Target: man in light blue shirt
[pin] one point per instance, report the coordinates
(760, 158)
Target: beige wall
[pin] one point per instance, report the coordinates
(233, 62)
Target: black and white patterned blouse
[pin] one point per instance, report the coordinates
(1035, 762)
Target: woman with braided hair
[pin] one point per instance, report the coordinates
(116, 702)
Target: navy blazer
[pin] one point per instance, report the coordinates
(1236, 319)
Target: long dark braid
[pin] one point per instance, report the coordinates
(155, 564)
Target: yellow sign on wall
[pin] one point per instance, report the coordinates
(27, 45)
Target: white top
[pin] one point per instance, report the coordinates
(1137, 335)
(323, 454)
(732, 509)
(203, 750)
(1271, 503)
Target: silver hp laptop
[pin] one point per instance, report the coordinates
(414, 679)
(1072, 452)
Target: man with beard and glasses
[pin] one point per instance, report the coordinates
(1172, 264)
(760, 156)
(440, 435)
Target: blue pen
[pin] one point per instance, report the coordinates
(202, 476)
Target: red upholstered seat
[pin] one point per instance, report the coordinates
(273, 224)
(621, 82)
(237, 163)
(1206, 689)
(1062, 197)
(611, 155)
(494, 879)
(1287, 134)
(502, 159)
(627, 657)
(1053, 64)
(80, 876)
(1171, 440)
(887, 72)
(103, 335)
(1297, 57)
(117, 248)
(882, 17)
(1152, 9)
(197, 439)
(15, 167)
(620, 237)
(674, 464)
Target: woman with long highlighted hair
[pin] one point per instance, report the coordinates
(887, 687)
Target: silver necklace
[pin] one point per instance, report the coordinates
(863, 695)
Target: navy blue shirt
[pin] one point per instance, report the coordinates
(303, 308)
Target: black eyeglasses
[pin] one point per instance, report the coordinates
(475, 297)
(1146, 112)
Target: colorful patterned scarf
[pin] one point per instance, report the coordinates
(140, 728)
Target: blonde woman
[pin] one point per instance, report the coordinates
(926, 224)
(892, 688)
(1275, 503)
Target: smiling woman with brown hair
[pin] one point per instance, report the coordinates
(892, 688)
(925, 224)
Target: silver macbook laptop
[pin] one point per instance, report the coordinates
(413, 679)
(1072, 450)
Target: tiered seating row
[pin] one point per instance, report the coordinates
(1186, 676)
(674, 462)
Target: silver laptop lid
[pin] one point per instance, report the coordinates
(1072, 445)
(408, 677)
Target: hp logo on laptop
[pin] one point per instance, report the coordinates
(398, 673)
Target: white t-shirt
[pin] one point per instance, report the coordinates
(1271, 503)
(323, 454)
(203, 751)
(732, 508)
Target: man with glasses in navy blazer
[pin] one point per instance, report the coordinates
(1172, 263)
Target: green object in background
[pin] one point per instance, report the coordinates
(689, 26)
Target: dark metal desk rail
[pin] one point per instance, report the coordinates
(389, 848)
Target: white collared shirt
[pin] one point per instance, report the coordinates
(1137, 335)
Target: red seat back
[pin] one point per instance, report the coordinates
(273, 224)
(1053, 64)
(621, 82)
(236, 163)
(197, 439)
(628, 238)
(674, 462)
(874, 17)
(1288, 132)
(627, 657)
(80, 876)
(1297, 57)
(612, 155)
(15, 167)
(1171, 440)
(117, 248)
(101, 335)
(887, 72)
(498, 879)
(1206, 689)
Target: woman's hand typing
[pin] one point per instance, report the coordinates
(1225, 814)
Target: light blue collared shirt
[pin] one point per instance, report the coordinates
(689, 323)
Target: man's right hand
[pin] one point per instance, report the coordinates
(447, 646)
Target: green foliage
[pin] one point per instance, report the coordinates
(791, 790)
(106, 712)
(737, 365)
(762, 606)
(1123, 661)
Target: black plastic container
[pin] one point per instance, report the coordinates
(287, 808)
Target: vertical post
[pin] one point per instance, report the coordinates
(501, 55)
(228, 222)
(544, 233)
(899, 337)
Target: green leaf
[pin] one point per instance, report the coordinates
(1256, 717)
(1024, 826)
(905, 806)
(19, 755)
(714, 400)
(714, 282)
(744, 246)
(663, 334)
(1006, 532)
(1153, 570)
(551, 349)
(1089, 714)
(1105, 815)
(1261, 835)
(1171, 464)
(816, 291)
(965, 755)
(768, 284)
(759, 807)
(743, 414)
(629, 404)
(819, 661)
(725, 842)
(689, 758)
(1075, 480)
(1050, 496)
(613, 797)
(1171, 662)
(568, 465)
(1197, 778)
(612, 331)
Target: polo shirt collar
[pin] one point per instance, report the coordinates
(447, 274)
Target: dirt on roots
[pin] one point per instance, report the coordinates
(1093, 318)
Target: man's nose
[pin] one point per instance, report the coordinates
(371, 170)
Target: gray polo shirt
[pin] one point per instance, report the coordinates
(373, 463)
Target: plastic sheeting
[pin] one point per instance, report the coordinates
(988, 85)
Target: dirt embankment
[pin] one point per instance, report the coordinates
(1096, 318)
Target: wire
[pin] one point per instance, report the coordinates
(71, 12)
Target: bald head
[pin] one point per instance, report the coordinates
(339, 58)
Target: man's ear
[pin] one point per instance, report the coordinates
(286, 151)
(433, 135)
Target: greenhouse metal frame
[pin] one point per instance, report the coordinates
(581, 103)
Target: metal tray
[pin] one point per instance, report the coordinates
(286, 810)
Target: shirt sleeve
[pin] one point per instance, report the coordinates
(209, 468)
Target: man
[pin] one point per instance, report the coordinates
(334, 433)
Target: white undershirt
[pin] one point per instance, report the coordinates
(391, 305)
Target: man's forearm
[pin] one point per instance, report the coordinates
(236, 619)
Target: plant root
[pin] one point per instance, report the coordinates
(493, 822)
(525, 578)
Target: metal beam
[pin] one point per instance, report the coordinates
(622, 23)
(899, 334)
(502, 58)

**TASK**:
Copy out every line above word for word, changing nothing.

**ANSWER FOR THIS EXERCISE**:
Target: man in light blue shirt
[pin] one point per instance, report the coordinates
(760, 158)
Target: beige wall
[pin] one point per instance, report the coordinates
(233, 62)
Target: black and white patterned blouse
[pin] one point per instance, report the coordinates
(1035, 762)
Target: woman with braided hair
[pin] one point per instance, report the coordinates
(116, 702)
Target: navy blazer
[pin] one point per instance, report the coordinates
(1236, 319)
Target: long dark braid
[pin] one point per instance, report the coordinates
(155, 564)
Target: yellow sign on wall
[pin] one point per instance, report the coordinates
(27, 45)
Target: white top
[pin] one point per instance, report the coordinates
(1137, 335)
(323, 454)
(732, 509)
(203, 750)
(1271, 503)
Target: silver hp laptop
[pin] one point per instance, report the coordinates
(414, 679)
(1072, 452)
Target: man with beard and glasses
[pin] one point per instance, report the coordinates
(1172, 264)
(760, 156)
(440, 435)
Target: blue pen
[pin] one point per instance, report the coordinates
(202, 476)
Target: red upholstered seat
[pin] one point per instance, report the coordinates
(273, 224)
(621, 82)
(237, 163)
(1206, 689)
(1062, 197)
(611, 155)
(494, 879)
(1287, 134)
(502, 159)
(627, 657)
(1053, 64)
(80, 876)
(1171, 440)
(887, 72)
(103, 335)
(1297, 57)
(117, 248)
(882, 17)
(1152, 9)
(197, 439)
(15, 167)
(620, 237)
(674, 464)
Target: woman with long highlighted hair
[pin] one point per instance, report the coordinates
(887, 687)
Target: silver necklace
[pin] one point per instance, report the coordinates
(863, 695)
Target: navy blue shirt
[pin] one point per instance, report the coordinates
(303, 308)
Target: black eyeglasses
[pin] one point per instance, report the coordinates
(475, 297)
(1146, 112)
Target: colorful patterned scarf
[pin] one point per instance, report the coordinates
(140, 728)
Target: blonde woman
[pin] one point per instance, report the coordinates
(926, 224)
(892, 688)
(1275, 503)
Target: smiling woman with brown hair
[pin] one point per instance, report the coordinates
(892, 688)
(925, 224)
Target: silver macbook laptop
[pin] one point per instance, report the coordinates
(413, 679)
(1072, 450)
Target: tiered seating row
[pin] one point per instance, report the coordinates
(1186, 676)
(674, 462)
Target: silver laptop lid
[pin] one point per instance, report the coordinates
(1072, 445)
(408, 677)
Target: hp logo on laptop
[pin] one point per instance, report the coordinates
(398, 673)
Target: white t-shirt
[pin] one point per instance, report the coordinates
(1271, 503)
(323, 454)
(203, 751)
(732, 508)
Target: man with glasses in navy blazer
[pin] one point per instance, report the coordinates
(1172, 263)
Target: green object in background
[pin] one point per instance, report the coordinates
(689, 26)
Target: dark metal desk rail
[pin] one point per instance, report the coordinates
(389, 848)
Target: white collared shirt
[pin] one point per instance, report the coordinates
(1137, 335)
Target: red seat back
[pin] one point per instance, report the coordinates
(273, 224)
(1053, 64)
(621, 82)
(236, 163)
(197, 439)
(628, 238)
(674, 462)
(874, 17)
(1288, 132)
(627, 657)
(80, 876)
(1297, 57)
(612, 155)
(15, 167)
(1171, 440)
(117, 248)
(101, 335)
(887, 72)
(498, 879)
(1206, 689)
Target: woman's hand typing
[pin] one point per instance, report the coordinates
(1225, 814)
Target: light blue collared shirt
[pin] one point per instance, report the coordinates
(689, 323)
Target: man's right hand
[pin] one point per instance, report the coordinates
(447, 646)
Target: green foliage
[pin] one point per instance, report the coordinates
(791, 790)
(106, 712)
(737, 365)
(762, 606)
(1123, 661)
Target: black plastic container
[pin] one point per instance, report the coordinates
(287, 808)
Target: vertical post
[pin] one point per instance, report the coordinates
(501, 55)
(228, 222)
(544, 233)
(899, 337)
Target: green leaf
[pin] one point per instance, report the coordinates
(1256, 717)
(1024, 826)
(905, 806)
(19, 755)
(714, 400)
(714, 282)
(744, 246)
(663, 334)
(1006, 532)
(1153, 570)
(551, 349)
(1089, 714)
(1105, 815)
(1261, 835)
(1171, 464)
(816, 291)
(965, 755)
(768, 284)
(759, 807)
(743, 414)
(629, 404)
(819, 661)
(725, 842)
(689, 758)
(1075, 480)
(1050, 496)
(613, 797)
(1171, 662)
(568, 465)
(1197, 778)
(612, 331)
Target: polo shirt collar
[pin] one point per instance, report the coordinates
(447, 274)
Target: dirt on roots
[pin] one point per instance, report the coordinates
(1093, 318)
Target: man's nose
[pin] one point per instance, report the coordinates
(371, 170)
Target: gray polo shirt
[pin] one point per instance, report the coordinates
(373, 463)
Target: plastic sheeting
[pin] one point per instance, report the coordinates
(988, 85)
Target: dirt embankment
[pin] one point per instance, report the coordinates
(1096, 318)
Target: wire
[pin] one point per instance, report the coordinates
(71, 12)
Target: bald head
[pin] one point per instance, report the coordinates
(339, 58)
Target: man's ear
[pin] one point per instance, report the coordinates
(286, 151)
(433, 135)
Target: greenhouse metal frame
[pin] one point per instance, report the coordinates
(581, 103)
Target: metal tray
[pin] one point per instance, report the coordinates
(286, 810)
Target: shirt sleeve
[pin] one point per instance, report the coordinates
(209, 468)
Target: man
[pin] one point per instance, report the coordinates
(334, 433)
Target: white undershirt
[pin] one point per instance, report the coordinates
(391, 305)
Target: man's forearm
[pin] one point per instance, report the coordinates
(236, 619)
Target: plant root
[pin] one point per instance, report the coordinates
(493, 822)
(525, 578)
Target: metal beam
[pin] one point per instance, report the coordinates
(622, 23)
(899, 334)
(502, 58)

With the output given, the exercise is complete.